What you should do | Only the lines from the one containing "Then the output" through the last line of the entries are wanted. Transcribe them exactly.

########

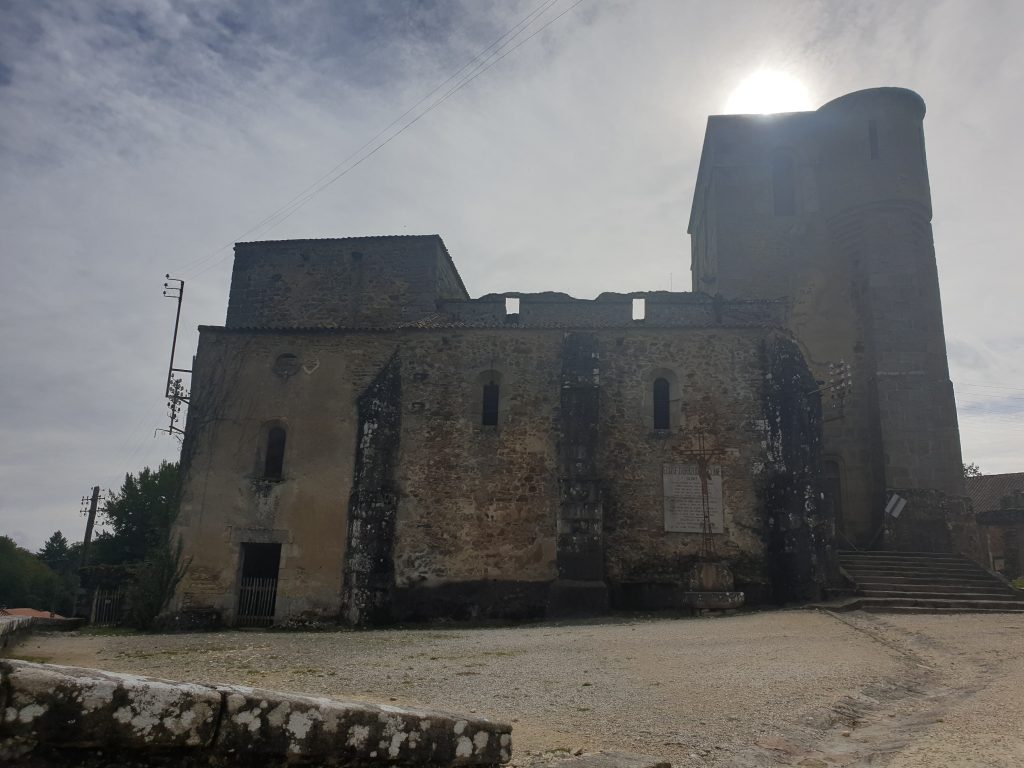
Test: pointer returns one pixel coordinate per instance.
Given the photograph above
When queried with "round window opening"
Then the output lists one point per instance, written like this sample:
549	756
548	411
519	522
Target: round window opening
286	365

########

Final answer |
Then the output lists one point per instance, written like this sample:
549	756
548	411
519	522
Target: round window opening
286	365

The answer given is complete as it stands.